### [DATASET ENTRIES]

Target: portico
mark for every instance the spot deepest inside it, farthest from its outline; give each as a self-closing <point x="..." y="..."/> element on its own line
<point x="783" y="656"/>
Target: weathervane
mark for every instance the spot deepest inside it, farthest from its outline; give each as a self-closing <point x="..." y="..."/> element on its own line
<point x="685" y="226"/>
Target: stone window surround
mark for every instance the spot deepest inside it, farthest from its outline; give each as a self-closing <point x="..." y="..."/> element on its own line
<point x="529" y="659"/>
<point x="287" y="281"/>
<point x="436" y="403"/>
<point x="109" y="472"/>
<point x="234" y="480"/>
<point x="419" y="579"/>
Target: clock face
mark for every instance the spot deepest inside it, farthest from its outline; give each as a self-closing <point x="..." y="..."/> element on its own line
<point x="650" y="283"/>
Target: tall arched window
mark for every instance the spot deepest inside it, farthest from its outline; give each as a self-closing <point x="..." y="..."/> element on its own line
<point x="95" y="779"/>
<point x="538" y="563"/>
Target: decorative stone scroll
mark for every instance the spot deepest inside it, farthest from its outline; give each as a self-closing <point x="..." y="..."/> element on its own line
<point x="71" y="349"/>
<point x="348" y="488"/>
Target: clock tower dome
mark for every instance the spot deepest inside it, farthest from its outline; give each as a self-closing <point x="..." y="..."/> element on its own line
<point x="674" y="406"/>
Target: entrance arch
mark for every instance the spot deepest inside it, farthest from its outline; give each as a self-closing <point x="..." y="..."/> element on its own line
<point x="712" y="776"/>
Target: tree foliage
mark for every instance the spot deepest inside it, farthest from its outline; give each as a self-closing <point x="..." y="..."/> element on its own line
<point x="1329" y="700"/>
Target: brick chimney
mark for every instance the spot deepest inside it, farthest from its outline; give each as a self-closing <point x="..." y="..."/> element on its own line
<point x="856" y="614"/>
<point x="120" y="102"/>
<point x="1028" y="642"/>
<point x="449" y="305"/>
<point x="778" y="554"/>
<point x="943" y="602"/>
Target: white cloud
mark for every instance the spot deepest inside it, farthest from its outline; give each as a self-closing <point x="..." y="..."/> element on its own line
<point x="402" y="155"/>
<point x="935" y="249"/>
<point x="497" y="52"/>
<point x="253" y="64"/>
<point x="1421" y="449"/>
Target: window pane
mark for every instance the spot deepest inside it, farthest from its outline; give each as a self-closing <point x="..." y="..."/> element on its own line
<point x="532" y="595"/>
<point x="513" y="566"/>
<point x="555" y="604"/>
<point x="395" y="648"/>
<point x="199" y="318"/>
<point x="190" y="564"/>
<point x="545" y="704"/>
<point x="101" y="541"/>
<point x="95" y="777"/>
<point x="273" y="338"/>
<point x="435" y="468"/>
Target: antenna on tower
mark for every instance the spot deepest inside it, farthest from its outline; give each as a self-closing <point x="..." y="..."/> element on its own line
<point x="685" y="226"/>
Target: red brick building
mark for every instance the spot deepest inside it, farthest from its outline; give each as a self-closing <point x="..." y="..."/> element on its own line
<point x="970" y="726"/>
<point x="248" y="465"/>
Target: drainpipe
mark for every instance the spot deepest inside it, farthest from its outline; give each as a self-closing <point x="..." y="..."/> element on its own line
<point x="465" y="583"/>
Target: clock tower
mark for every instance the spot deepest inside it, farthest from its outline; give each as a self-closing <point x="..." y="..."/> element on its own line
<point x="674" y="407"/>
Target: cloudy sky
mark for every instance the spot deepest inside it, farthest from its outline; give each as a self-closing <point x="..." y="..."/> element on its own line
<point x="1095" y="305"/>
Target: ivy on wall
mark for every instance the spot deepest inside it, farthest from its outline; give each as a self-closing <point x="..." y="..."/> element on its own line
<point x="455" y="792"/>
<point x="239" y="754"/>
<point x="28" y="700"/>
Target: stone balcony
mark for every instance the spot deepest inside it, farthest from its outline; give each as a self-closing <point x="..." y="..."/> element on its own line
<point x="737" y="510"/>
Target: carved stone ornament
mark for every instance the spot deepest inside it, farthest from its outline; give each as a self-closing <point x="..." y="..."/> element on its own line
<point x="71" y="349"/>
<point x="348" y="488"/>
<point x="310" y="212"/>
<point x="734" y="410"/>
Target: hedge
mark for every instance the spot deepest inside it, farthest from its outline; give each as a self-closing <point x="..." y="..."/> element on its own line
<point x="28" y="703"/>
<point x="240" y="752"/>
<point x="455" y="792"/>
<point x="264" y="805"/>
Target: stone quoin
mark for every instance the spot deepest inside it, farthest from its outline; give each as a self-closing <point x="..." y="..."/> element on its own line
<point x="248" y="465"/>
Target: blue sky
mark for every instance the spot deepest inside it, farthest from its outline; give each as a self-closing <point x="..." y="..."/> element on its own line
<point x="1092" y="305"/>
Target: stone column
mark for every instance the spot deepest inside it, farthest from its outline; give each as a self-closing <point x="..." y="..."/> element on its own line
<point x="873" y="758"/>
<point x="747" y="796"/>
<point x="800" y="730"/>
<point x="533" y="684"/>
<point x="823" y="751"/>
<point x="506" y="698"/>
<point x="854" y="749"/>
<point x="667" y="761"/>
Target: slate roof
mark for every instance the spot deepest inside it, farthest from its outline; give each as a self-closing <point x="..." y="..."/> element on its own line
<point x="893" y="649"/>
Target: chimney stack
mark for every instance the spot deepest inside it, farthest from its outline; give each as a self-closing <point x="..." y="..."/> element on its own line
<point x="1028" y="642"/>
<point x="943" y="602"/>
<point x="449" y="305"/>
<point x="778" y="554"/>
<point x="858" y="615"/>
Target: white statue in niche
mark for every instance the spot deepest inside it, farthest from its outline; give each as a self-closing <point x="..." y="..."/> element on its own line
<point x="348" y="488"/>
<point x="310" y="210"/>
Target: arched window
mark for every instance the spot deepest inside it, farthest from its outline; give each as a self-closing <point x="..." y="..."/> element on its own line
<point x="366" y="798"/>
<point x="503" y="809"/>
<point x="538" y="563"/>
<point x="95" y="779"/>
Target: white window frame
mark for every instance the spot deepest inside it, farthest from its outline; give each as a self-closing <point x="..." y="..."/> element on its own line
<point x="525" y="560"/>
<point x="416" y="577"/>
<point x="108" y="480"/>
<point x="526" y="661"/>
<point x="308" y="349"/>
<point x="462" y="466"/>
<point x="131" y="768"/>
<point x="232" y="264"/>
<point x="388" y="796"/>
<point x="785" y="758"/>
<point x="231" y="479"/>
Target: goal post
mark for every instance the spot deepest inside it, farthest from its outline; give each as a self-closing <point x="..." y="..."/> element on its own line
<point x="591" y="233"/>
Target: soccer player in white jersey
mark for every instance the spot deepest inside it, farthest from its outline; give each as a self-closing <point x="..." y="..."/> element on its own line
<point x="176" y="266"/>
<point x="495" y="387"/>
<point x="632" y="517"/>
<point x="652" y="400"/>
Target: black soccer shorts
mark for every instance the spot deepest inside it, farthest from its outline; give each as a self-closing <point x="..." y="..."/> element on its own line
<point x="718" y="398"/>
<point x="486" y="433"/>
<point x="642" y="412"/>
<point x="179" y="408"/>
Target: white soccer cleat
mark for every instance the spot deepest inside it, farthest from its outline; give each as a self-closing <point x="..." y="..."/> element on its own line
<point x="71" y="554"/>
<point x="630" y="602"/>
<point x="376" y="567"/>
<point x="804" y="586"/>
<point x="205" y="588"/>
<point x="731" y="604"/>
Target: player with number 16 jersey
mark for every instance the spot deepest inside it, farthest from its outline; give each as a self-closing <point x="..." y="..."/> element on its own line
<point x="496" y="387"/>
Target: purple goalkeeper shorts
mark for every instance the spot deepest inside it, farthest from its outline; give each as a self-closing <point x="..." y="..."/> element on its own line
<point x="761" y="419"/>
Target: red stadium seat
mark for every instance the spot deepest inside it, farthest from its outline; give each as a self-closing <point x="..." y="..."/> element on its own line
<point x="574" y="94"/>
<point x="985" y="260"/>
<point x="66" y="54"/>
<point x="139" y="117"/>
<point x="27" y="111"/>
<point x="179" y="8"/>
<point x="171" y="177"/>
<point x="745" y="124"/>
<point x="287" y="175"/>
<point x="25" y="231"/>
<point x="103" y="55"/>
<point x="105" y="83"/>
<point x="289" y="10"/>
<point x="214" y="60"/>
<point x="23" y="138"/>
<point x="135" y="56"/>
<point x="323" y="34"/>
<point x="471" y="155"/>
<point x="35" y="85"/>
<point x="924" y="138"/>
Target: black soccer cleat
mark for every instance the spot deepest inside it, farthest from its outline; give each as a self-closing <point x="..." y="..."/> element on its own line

### [GOAL OF THE EXERCISE]
Restate word for word the lines from the one holding "Target: player with number 16 jersey" to the end of the listing, both ends included, and nothing more.

### [EXERCISE SOLUTION]
Target: player with number 16 jersey
mark for every instance the spot deepest inside it, farthest from its outline; give each as a self-closing <point x="..." y="..."/> element on its own line
<point x="496" y="387"/>
Target: purple goalkeeper shorts
mark for every instance the spot deepest inside it, farthest from its outline; give each as a self-closing <point x="..." y="..."/> element on its own line
<point x="761" y="419"/>
Target: red stadium seat
mark for every instance the spot deepest inside it, farthest from its outline; give each as a self-closing <point x="..." y="..."/> element on its own line
<point x="574" y="94"/>
<point x="985" y="260"/>
<point x="66" y="54"/>
<point x="139" y="117"/>
<point x="27" y="111"/>
<point x="179" y="8"/>
<point x="171" y="177"/>
<point x="745" y="124"/>
<point x="287" y="175"/>
<point x="25" y="231"/>
<point x="103" y="55"/>
<point x="105" y="83"/>
<point x="289" y="10"/>
<point x="214" y="60"/>
<point x="23" y="138"/>
<point x="135" y="56"/>
<point x="323" y="34"/>
<point x="471" y="155"/>
<point x="35" y="85"/>
<point x="924" y="138"/>
Target: black soccer cleat
mark for every instance the spot deepest inside it, farthest from its outline; give each as a self-closing <point x="..." y="..."/> element on its own line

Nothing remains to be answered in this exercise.